§ **Work order A**: In the SQL join explanation below, say whether each statement agrees with the text: (i) the query must list companies even when they have no departments; (ii) the join between Department and Employee is an outer join; (iii) the result depends only on the query optimizer. Answer yes or no for each, quoting the words of the text that decide it.
§ **Work order B**: Pick up the SQL join explanation below after its final sentence and carry it on.

Document section section start

Ok, so now you want to do the following:
List all the companies, and include all their departments, and all their employees. Note that some companies don't have any departments yet, but make sure you include them as well. Make sure you only retrieve departments that have employees, but always list all companies.
So you do this:
SELECT * -- for simplicity
FROM Company, Department, Employee
WHERE Company.ID *= Department.CompanyID
AND Department.ID = Employee.DepartmentID
Note that the last one there is an inner join, in order to fulfill the criteria that you only want departments with people.
Ok, so what happens now. Well, the problem is, it depends on the database engine, the query optimizer, indexes, and table statistics. Let me explain.
If the query optimizer determines that the way to do this is to first take a company, then find the departments, and then do an inner join with employees, you're not going to get any companies that don't have departments.

Document section section end
Supplied records section start

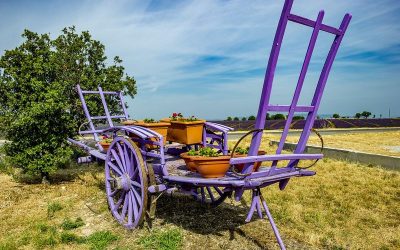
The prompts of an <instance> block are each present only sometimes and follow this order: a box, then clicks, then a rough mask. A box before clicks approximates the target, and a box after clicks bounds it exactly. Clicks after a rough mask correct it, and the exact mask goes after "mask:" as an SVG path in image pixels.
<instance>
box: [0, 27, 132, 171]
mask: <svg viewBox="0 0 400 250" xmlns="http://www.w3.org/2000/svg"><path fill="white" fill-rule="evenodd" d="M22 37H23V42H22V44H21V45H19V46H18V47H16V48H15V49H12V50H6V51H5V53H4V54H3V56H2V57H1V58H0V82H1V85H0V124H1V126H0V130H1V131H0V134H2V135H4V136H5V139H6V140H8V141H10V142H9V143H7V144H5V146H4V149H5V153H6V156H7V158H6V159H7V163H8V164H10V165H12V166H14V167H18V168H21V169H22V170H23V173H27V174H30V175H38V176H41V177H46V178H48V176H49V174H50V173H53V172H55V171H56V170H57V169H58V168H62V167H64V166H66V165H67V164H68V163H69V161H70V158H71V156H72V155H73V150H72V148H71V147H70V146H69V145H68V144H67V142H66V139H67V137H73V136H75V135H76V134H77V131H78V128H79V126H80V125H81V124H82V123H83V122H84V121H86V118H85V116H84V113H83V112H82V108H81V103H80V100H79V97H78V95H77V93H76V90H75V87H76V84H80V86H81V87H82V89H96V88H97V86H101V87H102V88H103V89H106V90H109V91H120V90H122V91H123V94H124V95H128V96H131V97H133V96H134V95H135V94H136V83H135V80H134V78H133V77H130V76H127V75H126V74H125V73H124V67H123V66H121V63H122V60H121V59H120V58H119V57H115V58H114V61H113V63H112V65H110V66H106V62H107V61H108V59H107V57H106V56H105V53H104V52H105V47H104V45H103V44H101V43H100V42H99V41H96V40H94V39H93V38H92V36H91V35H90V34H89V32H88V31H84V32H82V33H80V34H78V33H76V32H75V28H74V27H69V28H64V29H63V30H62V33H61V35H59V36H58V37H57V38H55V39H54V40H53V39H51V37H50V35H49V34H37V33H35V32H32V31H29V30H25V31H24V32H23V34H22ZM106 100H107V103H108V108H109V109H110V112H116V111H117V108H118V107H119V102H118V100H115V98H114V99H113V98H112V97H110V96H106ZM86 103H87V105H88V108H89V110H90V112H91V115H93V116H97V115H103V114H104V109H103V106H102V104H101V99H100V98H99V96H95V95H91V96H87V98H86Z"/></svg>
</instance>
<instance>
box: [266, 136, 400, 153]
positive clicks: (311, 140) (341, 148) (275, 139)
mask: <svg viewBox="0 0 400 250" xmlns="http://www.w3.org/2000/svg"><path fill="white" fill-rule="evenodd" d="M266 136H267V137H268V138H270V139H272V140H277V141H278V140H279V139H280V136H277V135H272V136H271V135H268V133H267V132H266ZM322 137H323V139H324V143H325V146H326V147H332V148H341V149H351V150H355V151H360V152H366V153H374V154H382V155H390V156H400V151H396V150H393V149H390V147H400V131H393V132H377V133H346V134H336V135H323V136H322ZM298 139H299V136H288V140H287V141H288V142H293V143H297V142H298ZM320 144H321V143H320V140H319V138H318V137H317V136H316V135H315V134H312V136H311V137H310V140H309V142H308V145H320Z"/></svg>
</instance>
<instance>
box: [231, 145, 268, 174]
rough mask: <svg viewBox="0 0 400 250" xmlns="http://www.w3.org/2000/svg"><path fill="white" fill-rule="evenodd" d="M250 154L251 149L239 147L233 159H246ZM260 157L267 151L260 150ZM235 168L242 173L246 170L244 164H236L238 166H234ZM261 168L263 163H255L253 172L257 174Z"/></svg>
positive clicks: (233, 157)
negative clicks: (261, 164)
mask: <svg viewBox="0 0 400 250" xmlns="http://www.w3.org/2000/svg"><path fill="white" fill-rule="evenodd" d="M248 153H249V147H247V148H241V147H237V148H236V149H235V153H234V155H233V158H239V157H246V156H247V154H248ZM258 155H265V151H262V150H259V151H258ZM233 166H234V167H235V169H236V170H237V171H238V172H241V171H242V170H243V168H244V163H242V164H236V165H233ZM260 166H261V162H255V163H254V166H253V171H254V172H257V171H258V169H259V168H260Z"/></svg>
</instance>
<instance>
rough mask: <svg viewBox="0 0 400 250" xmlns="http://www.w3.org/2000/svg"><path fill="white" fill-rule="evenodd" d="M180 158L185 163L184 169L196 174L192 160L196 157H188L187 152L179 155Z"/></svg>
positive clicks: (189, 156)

Supplied records section end
Supplied records section start

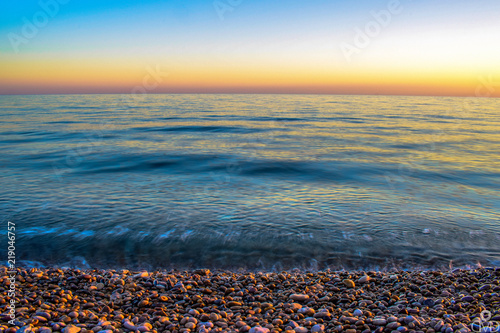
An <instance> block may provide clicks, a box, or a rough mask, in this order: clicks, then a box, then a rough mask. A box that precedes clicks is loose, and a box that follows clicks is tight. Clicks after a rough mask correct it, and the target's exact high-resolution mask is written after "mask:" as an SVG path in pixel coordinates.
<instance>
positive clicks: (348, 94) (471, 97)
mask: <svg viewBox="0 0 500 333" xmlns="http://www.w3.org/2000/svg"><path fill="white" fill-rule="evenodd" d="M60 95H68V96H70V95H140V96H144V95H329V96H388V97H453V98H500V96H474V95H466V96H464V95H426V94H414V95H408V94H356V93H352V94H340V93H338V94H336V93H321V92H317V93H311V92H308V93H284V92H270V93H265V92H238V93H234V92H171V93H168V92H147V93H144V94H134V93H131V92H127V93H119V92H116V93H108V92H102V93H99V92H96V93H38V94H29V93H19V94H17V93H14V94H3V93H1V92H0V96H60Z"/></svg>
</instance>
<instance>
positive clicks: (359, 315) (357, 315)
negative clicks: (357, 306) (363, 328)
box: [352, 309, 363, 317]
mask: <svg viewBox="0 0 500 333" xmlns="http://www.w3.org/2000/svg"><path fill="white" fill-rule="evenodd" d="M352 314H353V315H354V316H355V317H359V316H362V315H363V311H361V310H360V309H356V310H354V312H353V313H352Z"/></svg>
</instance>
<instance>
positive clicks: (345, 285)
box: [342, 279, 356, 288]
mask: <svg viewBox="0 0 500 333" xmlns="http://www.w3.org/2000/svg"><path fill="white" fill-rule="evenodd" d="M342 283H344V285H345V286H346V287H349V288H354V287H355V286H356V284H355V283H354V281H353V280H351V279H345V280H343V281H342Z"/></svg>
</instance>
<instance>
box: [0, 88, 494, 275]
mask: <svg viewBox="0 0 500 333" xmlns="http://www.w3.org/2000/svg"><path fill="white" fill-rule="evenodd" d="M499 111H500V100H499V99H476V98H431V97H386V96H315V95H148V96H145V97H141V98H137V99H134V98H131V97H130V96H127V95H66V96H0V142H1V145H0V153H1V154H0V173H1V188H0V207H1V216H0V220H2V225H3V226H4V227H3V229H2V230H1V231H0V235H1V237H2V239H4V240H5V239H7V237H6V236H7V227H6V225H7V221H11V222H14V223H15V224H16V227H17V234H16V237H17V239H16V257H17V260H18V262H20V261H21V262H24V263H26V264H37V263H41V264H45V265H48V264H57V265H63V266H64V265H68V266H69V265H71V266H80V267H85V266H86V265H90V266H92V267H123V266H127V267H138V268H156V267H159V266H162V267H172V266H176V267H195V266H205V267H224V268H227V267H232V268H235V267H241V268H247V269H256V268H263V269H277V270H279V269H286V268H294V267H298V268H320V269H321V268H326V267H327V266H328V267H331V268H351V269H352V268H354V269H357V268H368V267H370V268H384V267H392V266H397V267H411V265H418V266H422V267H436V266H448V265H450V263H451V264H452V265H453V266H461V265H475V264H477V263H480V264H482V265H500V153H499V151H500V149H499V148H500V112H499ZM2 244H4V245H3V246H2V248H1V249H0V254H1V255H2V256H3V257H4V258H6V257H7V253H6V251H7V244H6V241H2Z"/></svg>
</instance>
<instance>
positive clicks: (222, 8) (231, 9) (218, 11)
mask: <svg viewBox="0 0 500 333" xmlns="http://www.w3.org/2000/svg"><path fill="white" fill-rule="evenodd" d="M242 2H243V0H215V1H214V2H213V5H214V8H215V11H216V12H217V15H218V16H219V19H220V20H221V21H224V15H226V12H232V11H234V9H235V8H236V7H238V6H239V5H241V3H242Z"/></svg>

Supplied records section end

§ **Final answer A**:
(i) Yes: "some companies don't have any departments yet, but make sure you include them as well."
(ii) No: "Note that the last one there is an inner join"
(iii) No: "it depends on the database engine, the query optimizer, indexes, and table statistics."

§ **Final answer B**:
The reason for this is that the WHERE clause determines which rows end up in the final result, not individual parts of the rows.
And in this case, due to the left join, the Department.ID column will be NULL, and thus when it comes to the INNER JOIN to Employee, there's no way to fulfill that constraint for the Employee row, and so it won't appear.
On the other hand, if the query optimizer decides to tackle the department-employee join first, and then do a left join with the companies, you will see them.
So the old syntax is ambiguous. There's no way to specify what you want, without dealing with query hints, and some databases have no way at all.
Enter the new syntax, with this you can choose.
For instance, if you want all companies, as the problem description stated, this is what you would write:
SELECT *
FROM Company
LEFT JOIN (
Department INNER JOIN Employee ON Department.ID = Employee.DepartmentID
) ON Company.ID = Department.CompanyID
Here you specify that you want the department-employee join to be done as one join, and then left join the results of that with the companies.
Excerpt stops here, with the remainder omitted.